■ **TASK DETAILS**
Convert the items below into a JSON list of strings, with one string for each line and no entries for blank lines.

■ **MATERIAL FOR THE TASK**
---+---

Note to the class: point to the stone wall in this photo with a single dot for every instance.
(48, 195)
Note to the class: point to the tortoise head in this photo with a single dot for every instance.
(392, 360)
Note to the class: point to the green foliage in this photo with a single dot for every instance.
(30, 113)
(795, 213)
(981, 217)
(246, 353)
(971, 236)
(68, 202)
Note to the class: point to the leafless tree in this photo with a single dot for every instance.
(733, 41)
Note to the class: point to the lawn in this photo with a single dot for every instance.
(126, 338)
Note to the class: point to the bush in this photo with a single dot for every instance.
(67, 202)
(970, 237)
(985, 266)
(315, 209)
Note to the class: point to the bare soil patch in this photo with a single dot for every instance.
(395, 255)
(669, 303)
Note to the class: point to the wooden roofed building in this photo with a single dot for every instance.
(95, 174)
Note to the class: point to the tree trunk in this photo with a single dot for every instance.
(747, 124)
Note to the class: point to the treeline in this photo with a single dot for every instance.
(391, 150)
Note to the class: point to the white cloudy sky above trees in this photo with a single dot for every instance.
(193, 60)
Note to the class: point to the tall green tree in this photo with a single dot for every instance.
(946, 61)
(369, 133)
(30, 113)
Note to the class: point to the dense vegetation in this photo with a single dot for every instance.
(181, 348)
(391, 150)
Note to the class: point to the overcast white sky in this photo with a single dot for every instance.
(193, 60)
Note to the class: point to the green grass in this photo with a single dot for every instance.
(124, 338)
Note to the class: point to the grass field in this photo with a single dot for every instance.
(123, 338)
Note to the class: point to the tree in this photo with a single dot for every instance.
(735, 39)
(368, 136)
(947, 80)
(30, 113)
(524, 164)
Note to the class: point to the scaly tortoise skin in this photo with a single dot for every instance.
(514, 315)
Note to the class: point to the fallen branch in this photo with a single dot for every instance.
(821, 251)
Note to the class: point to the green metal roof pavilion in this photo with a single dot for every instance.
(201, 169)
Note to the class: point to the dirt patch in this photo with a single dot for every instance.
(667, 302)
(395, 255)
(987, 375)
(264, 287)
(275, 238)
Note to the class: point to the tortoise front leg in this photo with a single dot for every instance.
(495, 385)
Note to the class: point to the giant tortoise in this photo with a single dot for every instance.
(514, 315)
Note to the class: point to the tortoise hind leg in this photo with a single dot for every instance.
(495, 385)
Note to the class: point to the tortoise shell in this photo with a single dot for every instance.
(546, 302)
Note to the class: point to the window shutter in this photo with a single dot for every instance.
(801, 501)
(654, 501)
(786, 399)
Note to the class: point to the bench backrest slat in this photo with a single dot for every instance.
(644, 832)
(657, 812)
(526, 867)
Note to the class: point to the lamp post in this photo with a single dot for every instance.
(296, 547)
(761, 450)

---+---

■ **TASK OUTPUT**
[
  "Note to the class: point to the stone wall in this photo with a single dot for every instance.",
  "(48, 195)",
  "Note to the class: point to the tortoise head in this photo with a single dot for every instance.",
  "(392, 360)",
  "Note to the class: point to the green foliage in this photo with a single dot for every instance.",
  "(30, 113)",
  "(795, 213)",
  "(981, 217)",
  "(246, 353)",
  "(971, 236)",
  "(68, 202)",
  "Note to the class: point to the leafless tree in this photo with a single dot for every instance.",
  "(733, 41)",
  "Note to the class: point to the lawn in this photo with a single dot for every instance.",
  "(126, 338)",
  "Note to the class: point to the bush in this photo with a single dot for every instance.",
  "(67, 202)",
  "(970, 237)",
  "(985, 266)",
  "(315, 209)",
  "Note to the class: point to the bare soil patch in this photo with a single dot for every instance.",
  "(395, 255)",
  "(669, 303)",
  "Note to the class: point to the wooden roofed building in this photo with a single dot for every instance.",
  "(95, 174)",
  "Note to the class: point to the tree trunk in this photo with a single dot for every instance.",
  "(747, 124)",
  "Note to the class: point to the treeline in this photo with a single dot for every instance.",
  "(391, 150)",
  "Note to the class: point to the white cloudy sky above trees in this photo with a single dot for every instance.",
  "(193, 60)",
  "Note to the class: point to the tall green tree in this photo with a single dot for every instance.",
  "(946, 61)",
  "(369, 133)",
  "(30, 113)",
  "Note to the class: point to the dense vegetation in this photo with a single dot for every instance.",
  "(181, 348)",
  "(391, 150)",
  "Note to the class: point to the overcast white sky in this photo with a single dot for every instance.",
  "(193, 60)",
  "Note to the class: point to the green grass in this photo with a single dot for every instance.",
  "(124, 338)",
  "Note to the class: point to the grass field in this photo with a single dot for every instance.",
  "(123, 338)",
  "Note to the class: point to the tree in this photo with a single dot for every instance.",
  "(735, 39)",
  "(368, 136)",
  "(947, 80)",
  "(30, 113)",
  "(524, 164)",
  "Note to the class: point to the scaly tortoise skin in this photo with a single dot for every instance.",
  "(514, 315)",
  "Note to the class: point to the fallen branch in this photo with a single dot for every instance.",
  "(821, 251)",
  "Note to the class: point to the green metal roof pavilion in this photo with a single dot for every instance.",
  "(201, 169)",
  "Note to the class: point to the dirt patch in this photo with a single dot for every instance.",
  "(667, 302)",
  "(395, 255)",
  "(987, 375)",
  "(264, 287)",
  "(275, 238)",
  "Note to the class: point to the tortoise front leg in this photo with a single dot for every instance.",
  "(495, 385)",
  "Note to the class: point to the giant tortoise in this photo with a single dot for every instance.",
  "(514, 315)",
  "Note to the class: point to the tortoise hind leg in this photo with a single dot for every instance.",
  "(495, 385)",
  "Note to the class: point to the tortoise shell in this photo with a single dot for every instance.",
  "(546, 302)",
  "Note to the class: point to the window shutter in this photo with a single dot for every instance.",
  "(801, 501)",
  "(654, 501)",
  "(786, 399)",
  "Note to the class: point to the bench backrest slat in this photo with a single dot for every instance.",
  "(644, 832)",
  "(657, 812)",
  "(526, 867)",
  "Note to the class: point to the lamp post in this photo with a single dot for every instance.",
  "(296, 547)",
  "(761, 450)"
]